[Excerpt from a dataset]
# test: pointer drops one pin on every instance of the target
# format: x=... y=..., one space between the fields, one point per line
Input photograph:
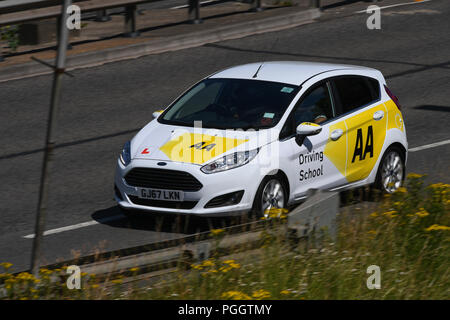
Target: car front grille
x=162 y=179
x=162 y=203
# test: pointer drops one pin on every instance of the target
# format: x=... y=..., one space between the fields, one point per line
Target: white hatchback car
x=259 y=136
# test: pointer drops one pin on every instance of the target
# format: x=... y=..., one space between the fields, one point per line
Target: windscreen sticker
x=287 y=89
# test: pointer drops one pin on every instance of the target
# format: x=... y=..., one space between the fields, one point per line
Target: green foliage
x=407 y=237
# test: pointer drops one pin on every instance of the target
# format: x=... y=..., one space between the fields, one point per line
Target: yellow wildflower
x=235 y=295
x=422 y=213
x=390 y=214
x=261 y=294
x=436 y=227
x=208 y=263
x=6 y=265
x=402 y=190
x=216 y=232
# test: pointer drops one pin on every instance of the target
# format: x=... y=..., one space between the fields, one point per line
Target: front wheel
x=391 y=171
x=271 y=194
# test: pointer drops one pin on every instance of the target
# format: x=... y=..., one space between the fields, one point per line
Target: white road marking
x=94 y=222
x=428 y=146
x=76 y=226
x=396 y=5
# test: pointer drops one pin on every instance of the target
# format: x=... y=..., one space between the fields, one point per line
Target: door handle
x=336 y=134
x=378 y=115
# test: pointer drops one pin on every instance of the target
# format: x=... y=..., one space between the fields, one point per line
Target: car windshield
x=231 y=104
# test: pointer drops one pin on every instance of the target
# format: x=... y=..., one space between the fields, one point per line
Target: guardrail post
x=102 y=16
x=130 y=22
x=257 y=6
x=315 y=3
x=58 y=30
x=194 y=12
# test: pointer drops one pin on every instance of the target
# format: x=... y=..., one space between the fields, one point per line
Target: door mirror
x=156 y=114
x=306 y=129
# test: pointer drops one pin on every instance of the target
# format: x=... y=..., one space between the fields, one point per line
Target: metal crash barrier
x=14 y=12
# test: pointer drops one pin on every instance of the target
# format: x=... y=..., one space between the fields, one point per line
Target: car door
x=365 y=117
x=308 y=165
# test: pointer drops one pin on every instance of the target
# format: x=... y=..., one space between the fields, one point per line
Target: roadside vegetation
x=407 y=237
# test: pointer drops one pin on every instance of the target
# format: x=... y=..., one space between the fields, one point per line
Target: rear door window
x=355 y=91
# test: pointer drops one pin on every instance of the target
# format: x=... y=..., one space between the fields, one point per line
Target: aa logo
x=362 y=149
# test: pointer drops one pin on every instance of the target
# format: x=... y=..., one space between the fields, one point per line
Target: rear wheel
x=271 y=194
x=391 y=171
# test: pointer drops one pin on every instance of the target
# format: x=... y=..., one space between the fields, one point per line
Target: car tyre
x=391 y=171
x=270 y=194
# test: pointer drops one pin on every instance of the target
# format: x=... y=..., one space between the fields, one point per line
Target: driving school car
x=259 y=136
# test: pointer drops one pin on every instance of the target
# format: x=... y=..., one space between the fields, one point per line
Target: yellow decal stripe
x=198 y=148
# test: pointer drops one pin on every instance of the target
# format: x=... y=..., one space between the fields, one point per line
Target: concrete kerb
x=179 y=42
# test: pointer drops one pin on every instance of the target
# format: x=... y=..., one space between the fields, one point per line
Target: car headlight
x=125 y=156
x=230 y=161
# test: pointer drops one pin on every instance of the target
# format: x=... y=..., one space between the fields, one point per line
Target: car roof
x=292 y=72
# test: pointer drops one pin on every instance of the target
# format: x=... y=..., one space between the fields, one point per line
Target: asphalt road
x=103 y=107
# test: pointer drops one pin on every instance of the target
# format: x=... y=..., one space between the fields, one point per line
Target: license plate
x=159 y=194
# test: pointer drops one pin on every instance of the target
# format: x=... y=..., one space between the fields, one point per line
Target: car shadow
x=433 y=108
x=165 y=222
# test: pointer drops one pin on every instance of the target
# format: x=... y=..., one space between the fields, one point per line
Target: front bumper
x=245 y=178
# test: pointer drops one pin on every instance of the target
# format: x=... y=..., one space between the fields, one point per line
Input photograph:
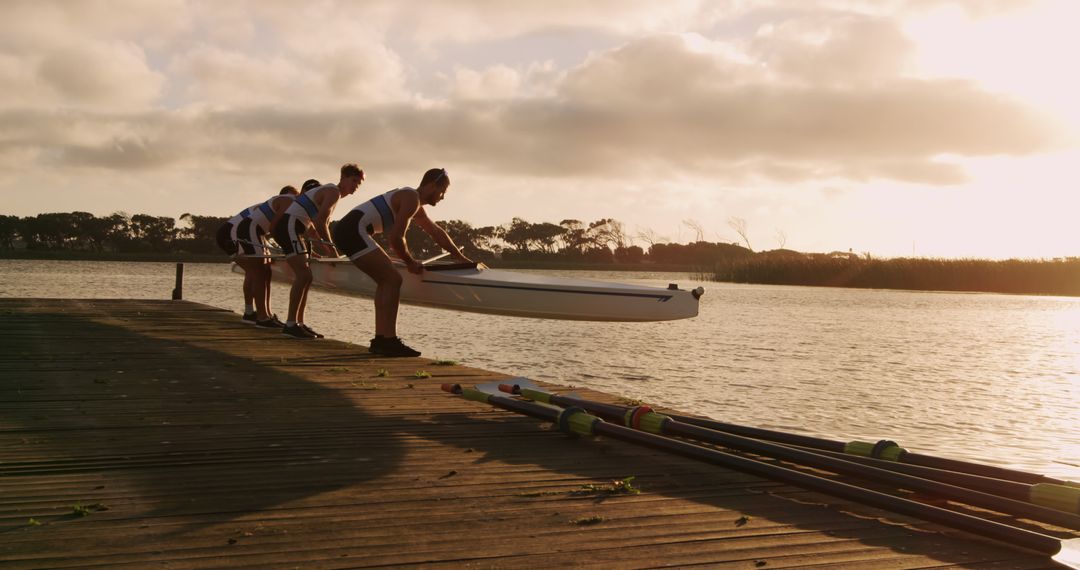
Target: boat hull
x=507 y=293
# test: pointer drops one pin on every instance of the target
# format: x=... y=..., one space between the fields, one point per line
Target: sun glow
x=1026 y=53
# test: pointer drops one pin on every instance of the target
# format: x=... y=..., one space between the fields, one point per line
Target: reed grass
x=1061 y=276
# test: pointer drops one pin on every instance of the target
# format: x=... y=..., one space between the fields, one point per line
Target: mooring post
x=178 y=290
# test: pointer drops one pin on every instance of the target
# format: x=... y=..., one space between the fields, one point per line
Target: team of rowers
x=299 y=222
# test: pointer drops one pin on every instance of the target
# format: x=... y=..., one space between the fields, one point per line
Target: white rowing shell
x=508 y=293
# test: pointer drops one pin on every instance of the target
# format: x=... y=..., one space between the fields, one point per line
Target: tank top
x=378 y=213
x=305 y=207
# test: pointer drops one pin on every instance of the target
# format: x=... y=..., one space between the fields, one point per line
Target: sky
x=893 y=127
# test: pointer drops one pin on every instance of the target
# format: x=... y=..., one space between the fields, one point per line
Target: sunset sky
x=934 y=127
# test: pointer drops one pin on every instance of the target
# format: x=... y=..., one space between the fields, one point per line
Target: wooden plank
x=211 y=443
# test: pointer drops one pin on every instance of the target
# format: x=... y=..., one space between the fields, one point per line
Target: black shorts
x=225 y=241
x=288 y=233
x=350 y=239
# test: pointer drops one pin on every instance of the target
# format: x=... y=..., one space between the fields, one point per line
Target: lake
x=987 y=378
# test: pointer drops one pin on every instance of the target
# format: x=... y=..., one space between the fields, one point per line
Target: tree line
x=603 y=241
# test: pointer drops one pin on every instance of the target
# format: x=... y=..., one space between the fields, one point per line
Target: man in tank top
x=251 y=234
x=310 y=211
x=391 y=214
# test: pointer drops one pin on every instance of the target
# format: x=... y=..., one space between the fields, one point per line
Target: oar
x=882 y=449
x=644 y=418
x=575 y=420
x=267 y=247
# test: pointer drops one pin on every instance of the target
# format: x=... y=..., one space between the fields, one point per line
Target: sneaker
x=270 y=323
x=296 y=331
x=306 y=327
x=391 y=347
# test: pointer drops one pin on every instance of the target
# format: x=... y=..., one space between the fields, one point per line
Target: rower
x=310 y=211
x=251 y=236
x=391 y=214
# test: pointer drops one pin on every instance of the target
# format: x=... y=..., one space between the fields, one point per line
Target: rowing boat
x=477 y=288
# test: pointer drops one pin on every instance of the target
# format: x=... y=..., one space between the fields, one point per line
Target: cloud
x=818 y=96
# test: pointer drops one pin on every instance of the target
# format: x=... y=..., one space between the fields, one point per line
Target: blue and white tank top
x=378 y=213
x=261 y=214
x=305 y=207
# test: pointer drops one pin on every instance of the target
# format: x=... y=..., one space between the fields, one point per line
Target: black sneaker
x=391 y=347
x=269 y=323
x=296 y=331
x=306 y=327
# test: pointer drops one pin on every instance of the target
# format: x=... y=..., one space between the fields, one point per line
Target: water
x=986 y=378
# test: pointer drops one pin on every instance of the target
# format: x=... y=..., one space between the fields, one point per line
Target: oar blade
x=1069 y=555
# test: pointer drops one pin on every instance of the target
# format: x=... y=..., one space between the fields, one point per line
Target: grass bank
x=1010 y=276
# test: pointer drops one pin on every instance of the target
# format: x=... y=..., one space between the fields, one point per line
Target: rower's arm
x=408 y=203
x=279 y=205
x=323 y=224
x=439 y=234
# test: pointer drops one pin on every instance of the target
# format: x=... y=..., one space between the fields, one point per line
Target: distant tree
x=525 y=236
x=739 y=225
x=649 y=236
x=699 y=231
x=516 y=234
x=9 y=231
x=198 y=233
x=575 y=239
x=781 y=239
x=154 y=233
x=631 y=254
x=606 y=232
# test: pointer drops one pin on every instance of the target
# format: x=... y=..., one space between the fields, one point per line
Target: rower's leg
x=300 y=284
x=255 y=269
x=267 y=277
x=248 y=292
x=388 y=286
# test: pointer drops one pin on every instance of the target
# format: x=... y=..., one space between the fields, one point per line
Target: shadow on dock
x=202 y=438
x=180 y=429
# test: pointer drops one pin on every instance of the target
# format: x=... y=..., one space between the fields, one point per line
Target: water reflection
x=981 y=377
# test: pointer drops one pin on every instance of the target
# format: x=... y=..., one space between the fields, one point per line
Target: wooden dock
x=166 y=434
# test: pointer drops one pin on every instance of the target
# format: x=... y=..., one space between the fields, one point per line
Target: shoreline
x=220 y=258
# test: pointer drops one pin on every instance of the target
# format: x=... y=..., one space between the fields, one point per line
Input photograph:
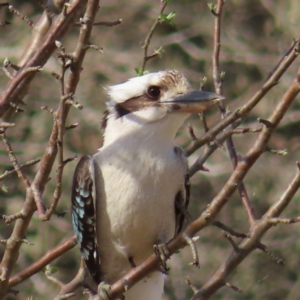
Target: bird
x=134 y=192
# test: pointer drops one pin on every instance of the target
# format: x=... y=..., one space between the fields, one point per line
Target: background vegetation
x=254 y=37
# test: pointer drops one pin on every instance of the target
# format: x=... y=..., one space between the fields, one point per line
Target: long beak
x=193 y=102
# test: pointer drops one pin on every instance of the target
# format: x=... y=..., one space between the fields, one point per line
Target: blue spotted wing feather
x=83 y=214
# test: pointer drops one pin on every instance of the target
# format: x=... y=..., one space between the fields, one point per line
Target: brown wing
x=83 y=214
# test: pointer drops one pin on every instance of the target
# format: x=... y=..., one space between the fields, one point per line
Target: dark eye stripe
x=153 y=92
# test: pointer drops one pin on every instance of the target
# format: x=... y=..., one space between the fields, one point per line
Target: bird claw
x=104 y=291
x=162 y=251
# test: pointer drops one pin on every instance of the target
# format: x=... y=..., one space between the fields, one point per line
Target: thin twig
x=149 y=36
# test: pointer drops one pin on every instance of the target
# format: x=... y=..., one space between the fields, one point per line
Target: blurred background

Problem description: Count the lines in the listing that contain the string "water", treating uppercase and lowercase as distinct. Reply with only that count.

Solution to this task: 2